--- ROWS ---
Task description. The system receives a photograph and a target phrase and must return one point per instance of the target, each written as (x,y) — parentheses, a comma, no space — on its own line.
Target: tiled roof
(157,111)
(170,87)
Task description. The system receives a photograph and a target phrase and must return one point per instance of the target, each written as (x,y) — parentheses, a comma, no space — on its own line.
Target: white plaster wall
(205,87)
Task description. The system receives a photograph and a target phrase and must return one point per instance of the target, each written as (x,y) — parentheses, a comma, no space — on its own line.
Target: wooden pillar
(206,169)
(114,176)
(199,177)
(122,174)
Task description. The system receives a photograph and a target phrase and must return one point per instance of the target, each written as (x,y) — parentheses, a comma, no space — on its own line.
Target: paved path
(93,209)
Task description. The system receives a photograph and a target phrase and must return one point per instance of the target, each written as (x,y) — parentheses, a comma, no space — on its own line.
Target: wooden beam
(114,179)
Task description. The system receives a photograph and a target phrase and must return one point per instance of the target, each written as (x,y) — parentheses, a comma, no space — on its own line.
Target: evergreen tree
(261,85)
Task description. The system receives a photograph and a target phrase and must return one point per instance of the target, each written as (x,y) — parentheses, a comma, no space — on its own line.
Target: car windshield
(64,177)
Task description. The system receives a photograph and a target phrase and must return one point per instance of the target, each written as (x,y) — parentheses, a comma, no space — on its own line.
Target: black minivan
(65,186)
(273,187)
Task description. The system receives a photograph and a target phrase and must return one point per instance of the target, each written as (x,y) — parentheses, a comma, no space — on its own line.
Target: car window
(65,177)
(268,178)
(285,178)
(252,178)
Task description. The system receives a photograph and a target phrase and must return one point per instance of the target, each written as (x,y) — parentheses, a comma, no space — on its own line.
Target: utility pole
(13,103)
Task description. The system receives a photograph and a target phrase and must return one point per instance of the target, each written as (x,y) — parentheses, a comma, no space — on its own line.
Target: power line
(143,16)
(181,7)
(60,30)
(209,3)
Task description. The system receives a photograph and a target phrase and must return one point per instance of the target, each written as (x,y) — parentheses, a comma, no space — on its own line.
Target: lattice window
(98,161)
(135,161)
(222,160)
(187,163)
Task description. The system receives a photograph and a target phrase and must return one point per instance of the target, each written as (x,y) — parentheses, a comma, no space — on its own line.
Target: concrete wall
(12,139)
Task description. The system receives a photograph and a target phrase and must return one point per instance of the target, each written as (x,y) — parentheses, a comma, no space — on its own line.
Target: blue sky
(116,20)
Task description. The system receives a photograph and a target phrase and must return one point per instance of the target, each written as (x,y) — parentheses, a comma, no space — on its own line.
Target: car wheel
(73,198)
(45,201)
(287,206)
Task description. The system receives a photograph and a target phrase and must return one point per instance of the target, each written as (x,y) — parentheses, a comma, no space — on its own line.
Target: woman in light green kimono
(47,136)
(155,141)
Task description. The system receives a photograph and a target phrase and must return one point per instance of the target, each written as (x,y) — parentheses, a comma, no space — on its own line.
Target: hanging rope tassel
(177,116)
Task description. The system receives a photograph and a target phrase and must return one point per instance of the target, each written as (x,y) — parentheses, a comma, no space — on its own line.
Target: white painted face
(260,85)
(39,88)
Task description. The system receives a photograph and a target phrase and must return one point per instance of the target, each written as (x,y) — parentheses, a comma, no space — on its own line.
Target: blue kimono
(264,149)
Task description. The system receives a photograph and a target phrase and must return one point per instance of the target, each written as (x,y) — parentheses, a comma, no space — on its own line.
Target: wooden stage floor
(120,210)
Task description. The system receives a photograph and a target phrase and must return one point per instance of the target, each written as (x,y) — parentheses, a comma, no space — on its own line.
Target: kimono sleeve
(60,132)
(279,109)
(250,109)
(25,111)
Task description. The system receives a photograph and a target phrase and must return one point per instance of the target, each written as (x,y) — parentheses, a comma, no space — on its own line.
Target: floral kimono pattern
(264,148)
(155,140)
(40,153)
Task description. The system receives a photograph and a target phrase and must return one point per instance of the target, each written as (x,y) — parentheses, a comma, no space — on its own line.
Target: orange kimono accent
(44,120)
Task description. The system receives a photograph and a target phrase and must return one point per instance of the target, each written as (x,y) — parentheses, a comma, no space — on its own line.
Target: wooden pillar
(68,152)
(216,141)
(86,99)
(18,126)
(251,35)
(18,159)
---
_TASK GOAL_. Working from the material above, retype it in its entirety without change.

_EXERCISE ANSWER_.
Task description. The system receives a photograph and a target phrase and must return one point per instance of the target, each written as (x,y) — parentheses, a comma, no space — on its own line.
Target: tiled roof
(157,111)
(170,87)
Task description. The system receives a photograph and a target phrase and must return one point per instance of the target, each written as (x,y) — parentheses, a comma, no space — on its own line.
Target: white plaster wall
(205,87)
Task description. The system receives a photograph and a target phrase and must return one point per instance of the target, each written as (x,y) — parentheses, a comma, no space — on its own line.
Target: wooden pillar
(206,169)
(114,176)
(199,177)
(122,174)
Task description. The system receives a photograph and a target phrase and must return one point per instance of the target, each written as (x,y) — parentheses, a comma, no space — on its own line.
Target: paved path
(93,209)
Task description. The system receives a photograph and a target phrase and must return one point per instance of the target, each written as (x,y) — parentheses, a comma, no space — on its own line.
Target: wooden beam
(114,179)
Task description. The system receives a photograph and a target phrase and must return one point per instance of the target, each written as (x,y) — parentheses, a comma, no space — on its own line.
Target: evergreen tree
(261,85)
Task description. The system receives a photograph and a target phrase and must return one point per instance of the target, each written as (x,y) — parentheses, a comma, no space — on its own line.
Target: car windshield
(64,177)
Task description. The system receives a photograph and a target phrase and must return one point per instance of the target, each written as (x,y) — parentheses, a comma, no space — on its own line.
Target: black minivan
(65,186)
(273,187)
Task description. The system receives a photograph and a target phrase and must return one point per instance of the target, each written as (x,y) — parentheses, a comma, no space — on its own line.
Target: car window
(65,177)
(268,178)
(285,178)
(252,178)
Task description. The system receives a photograph and a target phrase and must return one point per instance of the target, each written as (x,y) — parentheses, a comma, no space — on its own line.
Target: utility pole
(13,103)
Task description. The system receives a photograph and a target phrase and must return one point per instance of the target, each written as (x,y) — parentheses, a comma, no space — on its own line.
Target: power line
(143,16)
(181,7)
(60,30)
(209,3)
Task description. The system receives a photograph and a target phrase and must return one point per instance of the target, each written as (x,y) — parentheses, a comma, no space — on its own line.
Target: lattice window
(98,161)
(135,161)
(222,160)
(187,163)
Task description. The system receives a photograph and a target phrase and must return one point per instance of the target, each written as (x,y) — parentheses, a comma, no space — on its own line.
Target: concrete wall
(12,139)
Task description. The system receives a photograph and a target phrase and must return one point per instance of the target, each written as (x,y) — parentheses, a comma, no space — on its own line.
Target: blue sky
(116,20)
Task description. The system receives a photograph and a target phrase and must return one point per instance of the target, each written as (x,y) — parentheses, a comma, no space — on its own line.
Target: car wheel
(73,198)
(45,201)
(287,206)
Task description. The system receives a photograph and a target phrase and must return one point per instance of the target, each written as (x,y) — parentheses, a comma, no space — on its own line.
Target: woman in light green kimono
(47,136)
(155,141)
Task description. The system receives a photograph and a target phrase and must return one point per instance of the target, each written as (x,y) — parentheses, a comma, no space — on its own line.
Target: hanging rope tassel
(177,116)
Task description. The system receives a photograph and a target phrase and must return one point per instance of the target, each written as (x,y) — parentheses, a comma, no space — on its own line.
Target: white painted face
(260,85)
(39,88)
Task description. The system receives a photograph and a target phrase and must return one point per instance of the target, each written as (x,y) — parentheses, a comma, no space — on its own line.
Target: blue kimono
(264,149)
Task description. The system receives a photograph and a target phrase and must return one point per instance of the target, each written as (x,y) — parentheses, a comma, no space — on its own line.
Target: wooden stage floor
(120,210)
Task description. The system receives a photograph and a target phrase and must return one point per instance of the target, each written as (x,y) — parentheses, a comma, no space — on its own line.
Target: kimono sleeve
(60,132)
(279,109)
(250,109)
(25,111)
Task description. The system receives a photograph and a target phrase and must return one point per instance of the target, each written as (x,y) — parentheses, a comma, no space — on its own line.
Target: floral kimono pattern
(264,148)
(155,140)
(40,153)
Task description. The system receives a photograph and a target phrase and must return one point per instance of the target, each written as (x,y) — parentheses, a comma, no space — on its own line.
Target: orange kimono accent
(44,120)
Task description. The system receives a photograph and a target phrase and must return one point per instance of the target, each written as (x,y) — parentheses, a comma, no space — on its own line.
Target: wooden pillar
(68,152)
(216,141)
(86,99)
(18,126)
(251,35)
(18,159)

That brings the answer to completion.